The basic story is familiar enough. 1066 was a year of three Kings, with the death of Edward the Confessor, the Norman invasion, defeat and death of Harold at the battle of Hastings, and the seizing of his throne by William, henceforth known to posterity as 'the Conqueror'. A closer examination suggests that many assumptions have been made, and time-honoured facts cannot be taken for granted. Ms Cole suggests that the traditional image of Edward as a weak and aged man whose death was long anticipated is not strictly true. Thanks largely to the Bayeux Tapestry, we have generally believed or assumed that Harold was killed on the battlefield when an arrow pierced him in the eye. He may alternatively been struck down when a lance was run through his body, possibly wielded by his foe William in person. Alternatively, he might have been wounded, left for dead, carried away secretly to recover, and lived to a comfortable old age at the hermitage of Chester, where others suspected they knew his real identity but agreed to let him maintain his privacy.

We have also been told that the conflict took place a few miles from Hastings at Battle, the town which grew up around the Abbey built by William. Recent research suggests that it may have been somewhere different altogether, perhaps on the site now occupied by the village of Crowhurst.
####################
## SET OF TASKS
1. According to the passage on 1066, on what site might the battle actually have been fought?
2. Carry the passage on the events of 1066 forward from its final sentence.

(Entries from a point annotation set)
####################
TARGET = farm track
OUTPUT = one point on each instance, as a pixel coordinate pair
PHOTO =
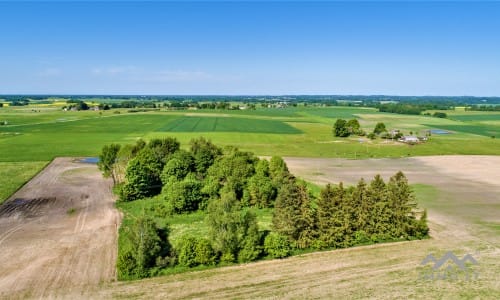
(467, 195)
(58, 231)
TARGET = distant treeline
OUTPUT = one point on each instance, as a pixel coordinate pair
(362, 100)
(484, 107)
(413, 108)
(227, 185)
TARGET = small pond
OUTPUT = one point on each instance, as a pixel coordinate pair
(439, 131)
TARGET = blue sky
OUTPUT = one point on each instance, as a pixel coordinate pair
(393, 48)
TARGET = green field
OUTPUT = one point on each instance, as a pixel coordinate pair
(14, 174)
(42, 132)
(228, 124)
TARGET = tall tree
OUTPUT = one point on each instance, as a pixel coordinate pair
(353, 126)
(107, 160)
(292, 216)
(402, 203)
(142, 176)
(379, 128)
(204, 153)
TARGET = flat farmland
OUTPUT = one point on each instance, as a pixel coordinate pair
(228, 124)
(460, 194)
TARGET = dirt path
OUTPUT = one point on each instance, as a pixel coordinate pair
(385, 271)
(58, 232)
(463, 217)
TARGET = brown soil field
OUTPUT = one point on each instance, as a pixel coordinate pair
(464, 217)
(58, 231)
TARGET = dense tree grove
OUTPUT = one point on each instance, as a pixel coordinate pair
(343, 128)
(227, 186)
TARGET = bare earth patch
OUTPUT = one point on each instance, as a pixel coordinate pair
(385, 271)
(58, 232)
(467, 198)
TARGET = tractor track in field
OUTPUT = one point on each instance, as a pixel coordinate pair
(59, 231)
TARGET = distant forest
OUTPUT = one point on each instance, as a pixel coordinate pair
(392, 104)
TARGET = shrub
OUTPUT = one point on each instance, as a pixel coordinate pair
(361, 238)
(126, 265)
(187, 251)
(277, 246)
(205, 254)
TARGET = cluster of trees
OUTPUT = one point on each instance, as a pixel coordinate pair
(226, 184)
(222, 182)
(343, 217)
(187, 180)
(343, 128)
(438, 114)
(76, 104)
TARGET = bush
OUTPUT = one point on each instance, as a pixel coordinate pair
(187, 251)
(277, 246)
(126, 265)
(361, 238)
(205, 254)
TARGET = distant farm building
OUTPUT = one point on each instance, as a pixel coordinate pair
(412, 139)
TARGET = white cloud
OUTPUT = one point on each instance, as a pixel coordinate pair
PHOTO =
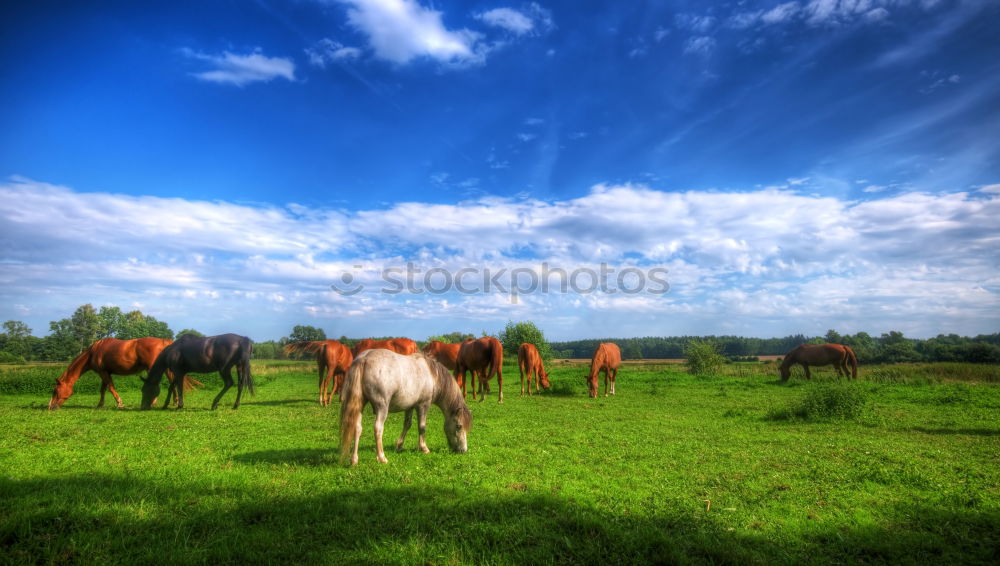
(239, 70)
(694, 22)
(780, 13)
(402, 30)
(701, 45)
(329, 51)
(919, 261)
(508, 19)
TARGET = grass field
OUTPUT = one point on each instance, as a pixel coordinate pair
(900, 467)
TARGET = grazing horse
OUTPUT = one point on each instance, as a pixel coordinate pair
(607, 358)
(484, 358)
(332, 361)
(403, 346)
(392, 382)
(529, 362)
(201, 355)
(445, 354)
(820, 355)
(111, 356)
####################
## RESULTS BY TASK
1. Perhaps on the site now occupied by the village of Crowhurst.

2.
However, some facts are more or less beyond dispute. It is accepted, and difficult to disprove, that William was a firm and decisive but cruel and greedy ruler. In the last chapter, 'A personal view' of the winners and losers of 1066, he is seen as the man who insisted that he was no conqueror but the rightful King of England, a man who ruthlessly pursued a lifelong vision and succeeded. Over the years a coat of whitewash was applied to his reputation and his reign, and in Victorian times he was hailed as the real founder of England's greatness, a strong and wise leader, a firm ruler and a faithful husband. England, so a primer of the early twentieth century stated, had good reason to be grateful to William in spite of his faults, and to regret him when he died in 1087. A later school of thought maintains that the Normans' plundering of English resources during his reign was comparable to that of the Nazis throughout much of Europe during the Second World War.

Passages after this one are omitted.